Reading passage:
..............................

Friday, April 6, 2012

Plot Thickeners




The term Plot Thickener came to me as I listened to a concert recently. I was with my wife enjoying a benefit concert in a small room in the Georgetown, Texas, public library. As the pianist, violinist and celloist played, I relaxed and before long my mind was totally involved in a new novel I'm working on. I had a good outline and had written the first draft of about a quarter of the book. I would have thought my mind would work on the rest of the book. Instead I came up with a  way to make the entire book more interesting. The idea took the basic plot and made it richer and fuller. That's when the term plot thickener popped up. I thought about the process of making gravy thicker by adding more flour or by cooking it down.

As soon as the ideas came to me I wanted to take notes. But no one in the small group was making a sound or moving. Even the group's photographer had been asked to refrain from taking photos. I couldn't write on the program the way I sometimes jotted notes on the pew bulletin during the sermon. Even if I wanted to risk distracting the people around me, I had no pencil and had purposely left my iPhone in the car, another way I make notes at times. Besides, the information was coming to me so fast I wouldn't have been able to record it in time.

What I did was sit still and replay the ideas in my head over and over again until I felt I would never forget them. As a bonus, the ideas were expanded each time I repeated them. By the time the concert was over, I had additions to the plot in my head that would fit perfectly into existing scene outlines from start to finish. It was an exhilarating feeling. And no one noticed.

..............................

Explore the material:
A. According to the plot thickeners post, why did the writer not write down the new ideas during the concert? Answer in one to three sentences.
B. Proceed with the plot thickeners post, picking up after its final sentence.
The records are separate from the plot thickeners post.

..............................

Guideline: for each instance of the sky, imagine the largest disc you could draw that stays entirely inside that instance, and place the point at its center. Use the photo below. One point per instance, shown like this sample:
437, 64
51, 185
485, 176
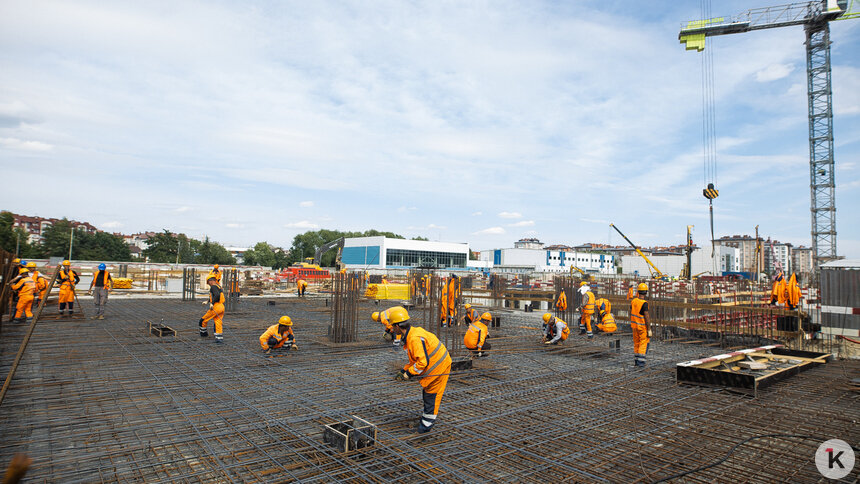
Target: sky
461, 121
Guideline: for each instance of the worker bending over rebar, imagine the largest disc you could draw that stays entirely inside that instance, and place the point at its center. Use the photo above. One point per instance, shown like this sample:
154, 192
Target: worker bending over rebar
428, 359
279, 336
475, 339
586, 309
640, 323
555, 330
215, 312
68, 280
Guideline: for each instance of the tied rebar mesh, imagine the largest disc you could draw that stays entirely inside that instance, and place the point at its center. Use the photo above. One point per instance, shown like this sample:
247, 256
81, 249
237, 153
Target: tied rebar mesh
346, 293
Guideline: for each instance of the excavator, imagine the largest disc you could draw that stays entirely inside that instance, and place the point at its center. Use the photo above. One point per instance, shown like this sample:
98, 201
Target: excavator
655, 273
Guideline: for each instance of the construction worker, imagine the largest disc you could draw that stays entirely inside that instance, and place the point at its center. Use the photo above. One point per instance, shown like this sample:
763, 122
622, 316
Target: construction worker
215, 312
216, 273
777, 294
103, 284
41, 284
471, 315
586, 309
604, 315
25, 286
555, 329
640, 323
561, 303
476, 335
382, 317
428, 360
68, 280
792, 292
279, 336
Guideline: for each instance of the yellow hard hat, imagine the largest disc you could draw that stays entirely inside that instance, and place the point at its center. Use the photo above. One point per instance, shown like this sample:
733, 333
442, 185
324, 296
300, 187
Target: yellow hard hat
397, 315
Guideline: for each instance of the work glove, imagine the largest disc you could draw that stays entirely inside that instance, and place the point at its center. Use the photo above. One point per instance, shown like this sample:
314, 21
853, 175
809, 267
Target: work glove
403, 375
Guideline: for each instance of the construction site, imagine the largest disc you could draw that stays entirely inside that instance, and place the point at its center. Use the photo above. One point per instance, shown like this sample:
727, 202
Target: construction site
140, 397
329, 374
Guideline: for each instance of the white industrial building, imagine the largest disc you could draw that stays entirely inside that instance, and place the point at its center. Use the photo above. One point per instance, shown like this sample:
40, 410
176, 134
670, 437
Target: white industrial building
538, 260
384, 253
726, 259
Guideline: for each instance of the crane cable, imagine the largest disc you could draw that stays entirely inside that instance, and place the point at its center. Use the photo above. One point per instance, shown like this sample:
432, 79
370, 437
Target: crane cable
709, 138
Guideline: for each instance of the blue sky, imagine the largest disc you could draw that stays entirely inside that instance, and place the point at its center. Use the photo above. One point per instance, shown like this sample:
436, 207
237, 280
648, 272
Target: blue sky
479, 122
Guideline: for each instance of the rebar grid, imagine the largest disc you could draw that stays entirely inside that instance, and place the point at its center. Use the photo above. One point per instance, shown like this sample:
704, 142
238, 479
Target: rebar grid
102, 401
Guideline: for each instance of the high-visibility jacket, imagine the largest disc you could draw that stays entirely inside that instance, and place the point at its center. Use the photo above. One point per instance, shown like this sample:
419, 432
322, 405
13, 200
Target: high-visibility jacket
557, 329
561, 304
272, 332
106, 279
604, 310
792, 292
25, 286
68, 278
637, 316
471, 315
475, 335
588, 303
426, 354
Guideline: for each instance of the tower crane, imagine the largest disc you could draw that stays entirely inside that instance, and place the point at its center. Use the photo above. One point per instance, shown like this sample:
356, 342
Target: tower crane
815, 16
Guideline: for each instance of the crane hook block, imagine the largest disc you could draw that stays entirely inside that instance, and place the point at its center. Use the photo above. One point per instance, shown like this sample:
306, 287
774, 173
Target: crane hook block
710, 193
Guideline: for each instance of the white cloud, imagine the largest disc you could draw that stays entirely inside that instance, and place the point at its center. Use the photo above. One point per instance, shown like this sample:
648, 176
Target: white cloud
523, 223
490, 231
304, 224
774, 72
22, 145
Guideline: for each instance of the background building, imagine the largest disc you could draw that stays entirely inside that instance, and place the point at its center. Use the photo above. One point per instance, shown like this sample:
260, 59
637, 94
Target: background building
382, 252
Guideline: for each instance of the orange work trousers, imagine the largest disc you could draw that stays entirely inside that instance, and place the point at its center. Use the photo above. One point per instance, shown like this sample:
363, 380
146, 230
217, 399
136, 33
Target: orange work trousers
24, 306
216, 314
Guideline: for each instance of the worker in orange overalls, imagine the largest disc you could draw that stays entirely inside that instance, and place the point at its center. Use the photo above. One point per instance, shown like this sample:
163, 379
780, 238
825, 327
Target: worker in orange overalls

..............................

Answers by task:
A. No one in the small group was making a sound or moving, so writing on the program would have risked distracting the people nearby. The writer also had no pencil, had purposely left the iPhone in the car, and was receiving the ideas too fast to record them in time.

B.
When I got home, I typed as fast as I could so I wouldn't forget the details. I ended up with more than 1,500 words which would probably be two or three times as long when written out with all the tags and descriptions. The next day, I copied the ideas into the book, either the part already written or the scene descriptions. When I got to the last scene, I cried. The changes made the story more powerful and the ending more poignant. Although I knew the emotion would eventually come, this was the first time the story had moved me to this degree.

Later, I Googled "Plot Thickener" and came up with a crossword puzzle clue, two songs, two comics, and a slew of other things. Then, I saw what I had in mind. In a 2002 Washington Post article (http://www.washingtonpost.com/ac2/wp-dyn/A53078-2002Jul23?language=printer) Linton Weeks uses the term Plot Thickeners to describe writers hired by well-known authors to flesh out their bare-bones stories. That's what I was doing, fleshing out my bare-bones story.

I intend to try this technique again. The music was by Claude Debussy, Francis Poulenc, and Maurice Ravel, an all French night. I'll try to listen to music again to relax the mind and see what happens. I'll also try working without pen and paper or computer. Refining the ideas in my head allowed me to work faster. Repeating it for memory helped me flesh out the ideas.

What about you. As a writer have you had similar experience?